■ Problems to work on:
[1] Reproduce the passage of the soybean review that opens with the words containing "Soybean is a" and closes with "and high-quality breeding.".
[2] In the soybean review, which Chinese variety is named as the only one that may carry positive alleles for both oil and protein content?

Soybean is a most important crop providing edible oil and plant protein source for human beings, in addition to animal feed because of high protein and oil content. This review summarized the progresses in the QTL mapping, candidate gene cloning and functional analysis and also the regulation of soybean oil and seed storage protein accumulation. Furthermore, as soybean genome has been sequenced and released, prospects of multiple omics and advanced biotechnology should be combined and applied for further refine research and high-quality breeding.
- seed oil content
- seed storage protein
1.1. Soybean protein and oil content QTL analysis
Soybean oil and protein content were quantitative trait and effected by multiple genes and environments factors [2, 3]; there were over 312 soybean oil QTLs and 231 soybean protein QTLs having been detected by different population and environments (SoyBase, http://www.soybase.org), with the main mapping methods including the analysis of variance (ANOVA; ), interval mapping (IM; [5, 6, 7]), composite interval mapping (CIM; [8, 9]), multiple interval mapping (MIM; ) and inclusive composite interval mapping (ICIM; ). Among the published soybean oil content QTLs, some of them showed ‘hot regions’ that have been identified four or more times at the same or similar intervals in different studies, which include Gm05: 35.2–40.8 Mb, Gm09: 40.3–46.8 Mb, Gm12: 34.1–40.6 Mb, Gm14: 33.8–49.2 Mb, Gm15: 0.8–13.9 Mb, Gm18: 51.6–59.8 Mb, Gm19: 32.9–48.0 Mb and Gm20: 23.5–34.6 Mb . For soybean protein content, there were also some ‘hot regions’ included Gm04: 43.6–47.7 Mb, Gm05: 39.7–41.4 Mb, Gm07: 4.2–9.6 Mb, Gm08: 5.8–10.2 Mb, Gm14: 4.8–9.6 Mb, Gm15: 0.0–7.5 Mb, Gm18: 47.9–54.0 Mb, Gm19: 35.5–42.1 Mb and Gm20: 2.1–34.2 Mb [13, 14]. Meta-analysis is a statistical method that could combine results from different sources in a single study ; it can increase QTL precision and validity by using mathematical models to refine the integration of QTLs  and have been performed in maize  and soybean  at the beginning of application. Meta-analysis method has also been employed to analyze the soybean oil and protein content separately by Qi et al. [19, 20].
However, soybean oil and protein content always showed the opposite relationship [21, 22], with the observation and data collections from many classical genetic analysis, the high oil variety with lower protein content and high protein variety with lower oil content . And also, many classical genetic and breeding books or data noted the opposite relationship for soybean oil and protein content [2, 24, 25, 26, 27, 28, 29, 30, 31, 32, 33, 34]. Although it was very hard to find the locus which could increase soybean oil and protein content at the same time , based on the big amounts of QTL mapping results, few regions showed the same direction of contribution to soybean oil and protein content in the same genetic population. Orf et al.  mapped the additive QTL affected the soybean oil content at 39.5–41.2 Mb of Gm05 with the population crossed by Minsoy and Noir1, the results implied Minsoy bring the positive alleles for increasing soybean oil and protein content, however, Specht et al.  identified the similar region with the opposite results that Noir1 bring the positive alleles. Hyten et al.  identified a QTL at 4.8–8.7 Mb of Gm07 and the parent Williams bring the positive alleles for both traits. Reinprecht et al.  also demonstrated that the variety OX948 bring the positive alleles. Mao et al.  identified the additive QTLs affected the soybean oil and content at 51.2–56.3 Mb of Gm01, 1.0–2.3 Mb of Gm09 and 39.4–46.1 Mb of Gm19 in the cross population of Hefeng47 and Heinong37, which indicated that the soybean variety Heinong37 bring the positive alleles of those regions that could increase the soybean oil and protein content at the same time. Heinong37 was the only one Chinese variety, which may bring the positive alleles for both traits based on published data.

[Dataset excerpts]
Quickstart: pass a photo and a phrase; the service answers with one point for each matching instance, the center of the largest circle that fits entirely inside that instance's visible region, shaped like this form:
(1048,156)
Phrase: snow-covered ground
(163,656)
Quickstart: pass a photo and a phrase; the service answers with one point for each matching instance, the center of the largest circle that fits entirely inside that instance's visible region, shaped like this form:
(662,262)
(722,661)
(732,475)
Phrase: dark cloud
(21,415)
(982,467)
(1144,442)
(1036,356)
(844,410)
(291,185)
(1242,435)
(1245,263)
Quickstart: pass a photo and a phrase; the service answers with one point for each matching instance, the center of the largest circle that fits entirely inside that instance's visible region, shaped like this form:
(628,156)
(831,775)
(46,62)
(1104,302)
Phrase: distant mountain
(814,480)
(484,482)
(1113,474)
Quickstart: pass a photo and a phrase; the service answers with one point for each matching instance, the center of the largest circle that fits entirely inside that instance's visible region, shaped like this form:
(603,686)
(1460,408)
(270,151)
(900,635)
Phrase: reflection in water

■ Task-by-task outputs:
[1]
Soybean is a most important crop providing edible oil and plant protein source for human beings, in addition to animal feed because of high protein and oil content. This review summarized the progresses in the QTL mapping, candidate gene cloning and functional analysis and also the regulation of soybean oil and seed storage protein accumulation. Furthermore, as soybean genome has been sequenced and released, prospects of multiple omics and advanced biotechnology should be combined and applied for further refine research and high-quality breeding.

[2] Heinong37